* **Set exercise**:
What follows is a block of records; restate each one word for word.

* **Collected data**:
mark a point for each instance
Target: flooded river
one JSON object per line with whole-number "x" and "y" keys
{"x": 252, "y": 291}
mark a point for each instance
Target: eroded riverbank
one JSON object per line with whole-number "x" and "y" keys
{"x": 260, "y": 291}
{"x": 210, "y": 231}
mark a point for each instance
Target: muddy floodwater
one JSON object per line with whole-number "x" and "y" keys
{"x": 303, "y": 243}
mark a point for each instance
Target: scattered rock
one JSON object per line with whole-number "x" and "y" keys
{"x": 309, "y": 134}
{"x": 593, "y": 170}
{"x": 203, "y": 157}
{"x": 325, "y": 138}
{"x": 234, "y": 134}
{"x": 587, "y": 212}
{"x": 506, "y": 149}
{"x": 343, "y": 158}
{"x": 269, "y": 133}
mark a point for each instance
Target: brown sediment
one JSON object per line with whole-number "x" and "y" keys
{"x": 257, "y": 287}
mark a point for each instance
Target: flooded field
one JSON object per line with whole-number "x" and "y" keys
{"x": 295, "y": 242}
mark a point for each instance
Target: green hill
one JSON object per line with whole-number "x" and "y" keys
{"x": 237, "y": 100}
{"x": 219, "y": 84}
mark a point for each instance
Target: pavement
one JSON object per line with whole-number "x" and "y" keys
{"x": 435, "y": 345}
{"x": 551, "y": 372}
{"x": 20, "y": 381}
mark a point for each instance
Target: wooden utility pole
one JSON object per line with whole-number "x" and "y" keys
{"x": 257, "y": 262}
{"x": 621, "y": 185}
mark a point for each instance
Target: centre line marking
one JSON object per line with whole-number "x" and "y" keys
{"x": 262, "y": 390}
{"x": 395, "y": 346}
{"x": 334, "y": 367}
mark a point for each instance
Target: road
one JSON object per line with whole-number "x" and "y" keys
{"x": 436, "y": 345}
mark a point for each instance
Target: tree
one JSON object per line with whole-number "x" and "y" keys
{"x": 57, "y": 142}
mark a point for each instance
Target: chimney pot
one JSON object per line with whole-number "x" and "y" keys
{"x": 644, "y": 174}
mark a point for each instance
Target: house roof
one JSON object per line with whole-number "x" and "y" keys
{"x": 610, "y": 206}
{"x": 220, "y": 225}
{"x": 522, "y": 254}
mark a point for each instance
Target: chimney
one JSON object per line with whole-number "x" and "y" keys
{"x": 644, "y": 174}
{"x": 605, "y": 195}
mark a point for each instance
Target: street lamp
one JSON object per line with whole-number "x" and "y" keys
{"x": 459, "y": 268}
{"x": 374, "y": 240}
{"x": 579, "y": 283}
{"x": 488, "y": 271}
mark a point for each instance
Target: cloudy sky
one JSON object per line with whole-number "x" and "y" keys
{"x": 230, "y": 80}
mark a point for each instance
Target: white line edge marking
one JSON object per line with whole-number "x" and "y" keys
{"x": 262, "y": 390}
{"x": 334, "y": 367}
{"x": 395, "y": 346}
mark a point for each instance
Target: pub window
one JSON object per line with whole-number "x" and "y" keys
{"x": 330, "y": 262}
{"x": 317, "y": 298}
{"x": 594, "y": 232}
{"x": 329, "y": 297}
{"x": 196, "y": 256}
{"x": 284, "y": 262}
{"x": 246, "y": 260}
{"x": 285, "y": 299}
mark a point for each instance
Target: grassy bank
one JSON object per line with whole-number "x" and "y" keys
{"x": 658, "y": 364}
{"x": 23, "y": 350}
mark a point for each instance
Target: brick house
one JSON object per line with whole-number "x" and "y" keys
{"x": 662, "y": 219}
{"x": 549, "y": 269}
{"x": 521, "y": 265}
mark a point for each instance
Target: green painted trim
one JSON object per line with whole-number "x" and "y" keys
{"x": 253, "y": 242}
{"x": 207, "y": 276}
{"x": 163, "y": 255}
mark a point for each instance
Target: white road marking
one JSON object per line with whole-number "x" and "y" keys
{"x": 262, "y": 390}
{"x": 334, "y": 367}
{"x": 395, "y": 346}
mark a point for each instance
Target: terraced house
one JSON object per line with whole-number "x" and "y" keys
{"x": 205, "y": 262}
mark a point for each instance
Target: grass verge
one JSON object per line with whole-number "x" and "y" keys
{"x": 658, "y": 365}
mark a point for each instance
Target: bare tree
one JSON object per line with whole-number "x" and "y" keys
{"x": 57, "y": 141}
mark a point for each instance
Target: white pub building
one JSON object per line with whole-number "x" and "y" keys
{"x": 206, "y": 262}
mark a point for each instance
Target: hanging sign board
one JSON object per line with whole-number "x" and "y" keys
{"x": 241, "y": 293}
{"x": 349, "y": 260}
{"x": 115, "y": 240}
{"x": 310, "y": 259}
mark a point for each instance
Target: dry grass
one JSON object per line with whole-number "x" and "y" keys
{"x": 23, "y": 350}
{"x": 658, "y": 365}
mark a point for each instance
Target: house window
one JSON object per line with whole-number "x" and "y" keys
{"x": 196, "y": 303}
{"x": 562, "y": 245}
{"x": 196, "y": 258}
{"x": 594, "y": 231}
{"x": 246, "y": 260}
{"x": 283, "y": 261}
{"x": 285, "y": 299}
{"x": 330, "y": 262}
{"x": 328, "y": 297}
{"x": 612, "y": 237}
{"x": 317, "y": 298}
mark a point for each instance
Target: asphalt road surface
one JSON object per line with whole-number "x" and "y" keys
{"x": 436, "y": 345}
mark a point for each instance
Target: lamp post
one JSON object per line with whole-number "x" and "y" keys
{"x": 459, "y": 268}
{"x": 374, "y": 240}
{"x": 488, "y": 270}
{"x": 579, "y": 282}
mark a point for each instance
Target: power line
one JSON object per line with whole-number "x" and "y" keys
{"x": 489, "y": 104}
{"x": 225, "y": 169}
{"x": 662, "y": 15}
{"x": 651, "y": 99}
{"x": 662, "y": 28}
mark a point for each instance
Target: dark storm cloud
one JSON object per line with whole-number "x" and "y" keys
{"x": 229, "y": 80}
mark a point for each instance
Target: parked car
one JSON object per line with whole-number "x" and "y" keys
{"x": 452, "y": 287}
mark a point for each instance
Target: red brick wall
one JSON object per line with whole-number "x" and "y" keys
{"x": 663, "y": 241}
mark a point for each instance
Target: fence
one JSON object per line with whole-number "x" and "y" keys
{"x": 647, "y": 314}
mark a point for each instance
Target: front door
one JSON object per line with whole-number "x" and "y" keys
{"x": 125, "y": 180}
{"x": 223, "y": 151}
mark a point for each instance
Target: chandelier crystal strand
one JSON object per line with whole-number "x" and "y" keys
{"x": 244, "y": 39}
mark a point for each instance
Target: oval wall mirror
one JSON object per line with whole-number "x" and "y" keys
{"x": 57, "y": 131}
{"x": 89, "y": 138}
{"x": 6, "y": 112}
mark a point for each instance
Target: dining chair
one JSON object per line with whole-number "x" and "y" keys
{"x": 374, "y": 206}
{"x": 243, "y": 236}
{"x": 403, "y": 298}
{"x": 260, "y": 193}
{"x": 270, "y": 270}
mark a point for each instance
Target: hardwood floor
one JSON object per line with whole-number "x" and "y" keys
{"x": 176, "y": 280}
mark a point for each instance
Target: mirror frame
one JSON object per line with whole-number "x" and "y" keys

* **Right answer**:
mark a point for each instance
Target: flooded river
one JSON object per line with whole-number "x" and "y" keys
{"x": 252, "y": 291}
mark a point for each instance
Target: eroded riverbank
one JSON object per line with whole-number "x" and "y" keys
{"x": 260, "y": 291}
{"x": 210, "y": 231}
mark a point for each instance
Target: muddy floodwater
one JSON object per line with whole-number "x" and "y" keys
{"x": 303, "y": 243}
mark a point for each instance
Target: scattered rock
one JSON object per line with whole-number "x" and "y" keys
{"x": 309, "y": 134}
{"x": 593, "y": 170}
{"x": 203, "y": 157}
{"x": 325, "y": 138}
{"x": 234, "y": 134}
{"x": 587, "y": 212}
{"x": 506, "y": 149}
{"x": 343, "y": 158}
{"x": 269, "y": 133}
mark a point for each instance
Target: brown sediment
one JSON object per line with whole-number "x" and "y" keys
{"x": 257, "y": 287}
mark a point for each instance
Target: flooded field
one JSON object per line with whole-number "x" and "y" keys
{"x": 295, "y": 242}
mark a point for each instance
Target: green hill
one JSON object per line with whole-number "x" and "y" keys
{"x": 237, "y": 100}
{"x": 219, "y": 84}
mark a point for each instance
Target: pavement
one JSON object per line with whole-number "x" and "y" keys
{"x": 435, "y": 345}
{"x": 551, "y": 372}
{"x": 20, "y": 381}
mark a point for each instance
Target: wooden utility pole
one JSON object per line with whole-number "x" and "y" keys
{"x": 257, "y": 262}
{"x": 621, "y": 185}
mark a point for each instance
Target: centre line marking
one JSON object per line with whole-number "x" and "y" keys
{"x": 262, "y": 390}
{"x": 395, "y": 346}
{"x": 334, "y": 367}
mark a point for each instance
Target: road
one JSON object per line with whole-number "x" and "y" keys
{"x": 436, "y": 345}
mark a point for each instance
Target: tree
one JSON object per line with whole-number "x" and "y" keys
{"x": 57, "y": 142}
mark a point for each instance
Target: chimney pot
one JSON object per line with whole-number "x" and "y" keys
{"x": 644, "y": 174}
mark a point for each instance
Target: house roof
one JSON object per line with whole-number "x" and "y" keys
{"x": 610, "y": 206}
{"x": 220, "y": 225}
{"x": 522, "y": 254}
mark a point for each instance
Target: chimney
one JSON object per line with whole-number "x" and "y" keys
{"x": 644, "y": 174}
{"x": 605, "y": 195}
mark a point for each instance
Target: street lamp
one JSON object per line with whole-number "x" and "y" keys
{"x": 459, "y": 268}
{"x": 374, "y": 240}
{"x": 579, "y": 283}
{"x": 488, "y": 271}
mark a point for each instance
Target: cloudy sky
one JSON object per line with whole-number "x" and "y" keys
{"x": 230, "y": 80}
mark a point for each instance
Target: white line edge marking
one JSON object per line with whole-number "x" and "y" keys
{"x": 262, "y": 390}
{"x": 334, "y": 367}
{"x": 395, "y": 346}
mark a point for each instance
Target: pub window
one JSON object per line with whole-number "x" and "y" keys
{"x": 330, "y": 262}
{"x": 317, "y": 298}
{"x": 594, "y": 232}
{"x": 329, "y": 297}
{"x": 196, "y": 256}
{"x": 284, "y": 262}
{"x": 246, "y": 260}
{"x": 285, "y": 299}
mark a point for each instance
Target: grassy bank
one JSON object per line with whole-number "x" and "y" keys
{"x": 658, "y": 364}
{"x": 23, "y": 350}
mark a point for each instance
Target: brick house
one JSON object per line with whole-number "x" and "y" keys
{"x": 662, "y": 219}
{"x": 549, "y": 269}
{"x": 521, "y": 265}
mark a point for each instance
Target: green painted trim
one JSON object per line with whole-number "x" and "y" keys
{"x": 253, "y": 242}
{"x": 207, "y": 276}
{"x": 163, "y": 255}
mark a point for each instance
Target: white road marking
one JSON object per line with whole-number "x" and "y" keys
{"x": 262, "y": 390}
{"x": 334, "y": 367}
{"x": 395, "y": 346}
mark a point for each instance
Target: terraced house
one JSON object per line with whole-number "x" and "y" keys
{"x": 205, "y": 262}
mark a point for each instance
Target: grass verge
one JSON object per line with whole-number "x" and "y" keys
{"x": 658, "y": 365}
mark a point for each instance
Target: bare tree
one JSON object per line with whole-number "x" and "y" keys
{"x": 57, "y": 141}
mark a point for each instance
Target: white pub building
one JSON object per line with whole-number "x" and "y" keys
{"x": 206, "y": 262}
mark a point for each instance
Target: hanging sign board
one JSON object per line with whole-number "x" and "y" keys
{"x": 241, "y": 293}
{"x": 349, "y": 260}
{"x": 115, "y": 240}
{"x": 310, "y": 259}
mark a point for each instance
Target: dry grass
one JSON object per line with whole-number "x" and "y" keys
{"x": 23, "y": 350}
{"x": 658, "y": 365}
mark a point for each instance
Target: house window
one JSON object per line with whole-number "x" and "y" keys
{"x": 196, "y": 303}
{"x": 562, "y": 245}
{"x": 196, "y": 258}
{"x": 594, "y": 231}
{"x": 246, "y": 260}
{"x": 283, "y": 261}
{"x": 285, "y": 299}
{"x": 330, "y": 262}
{"x": 328, "y": 297}
{"x": 612, "y": 237}
{"x": 317, "y": 298}
mark a point for each instance
Target: asphalt road surface
one JSON object per line with whole-number "x" and "y" keys
{"x": 436, "y": 345}
mark a point for each instance
Target: lamp post
one JSON object per line with whole-number "x" and "y" keys
{"x": 459, "y": 268}
{"x": 374, "y": 240}
{"x": 488, "y": 270}
{"x": 579, "y": 282}
mark a point for each instance
Target: power line
one JSON object per line with whole-number "x" and "y" keys
{"x": 489, "y": 104}
{"x": 225, "y": 169}
{"x": 662, "y": 15}
{"x": 651, "y": 99}
{"x": 662, "y": 28}
mark a point for each instance
Target: dark storm cloud
one JSON object per line with whole-number "x" and "y" keys
{"x": 229, "y": 80}
mark a point for each instance
Target: parked car
one JSON object per line with whole-number "x" and "y" keys
{"x": 452, "y": 287}
mark a point for each instance
Target: red brick wall
one JSON object per line with whole-number "x" and "y" keys
{"x": 663, "y": 241}
mark a point for each instance
Target: fence
one JSON object per line with whole-number "x" and "y" keys
{"x": 647, "y": 314}
mark a point for each instance
Target: front door
one JSON object per line with whole-number "x" and "y" keys
{"x": 125, "y": 180}
{"x": 223, "y": 151}
mark a point for each instance
Target: chandelier crystal strand
one JSON object per line with whole-number "x" and "y" keys
{"x": 244, "y": 39}
mark a point for each instance
Target: oval wall mirror
one JSON object per line with whole-number "x" and "y" keys
{"x": 57, "y": 131}
{"x": 89, "y": 138}
{"x": 6, "y": 112}
mark a point for each instance
Target: dining chair
one JSON object per line with whole-number "x" and "y" keys
{"x": 374, "y": 206}
{"x": 243, "y": 236}
{"x": 403, "y": 298}
{"x": 260, "y": 193}
{"x": 270, "y": 270}
mark a point for each instance
Target: hardwood floor
one JSON object per line with whole-number "x" and "y" keys
{"x": 176, "y": 280}
mark a point for each instance
Target: mirror frame
one JSON object per line with whole-number "x" and "y" keys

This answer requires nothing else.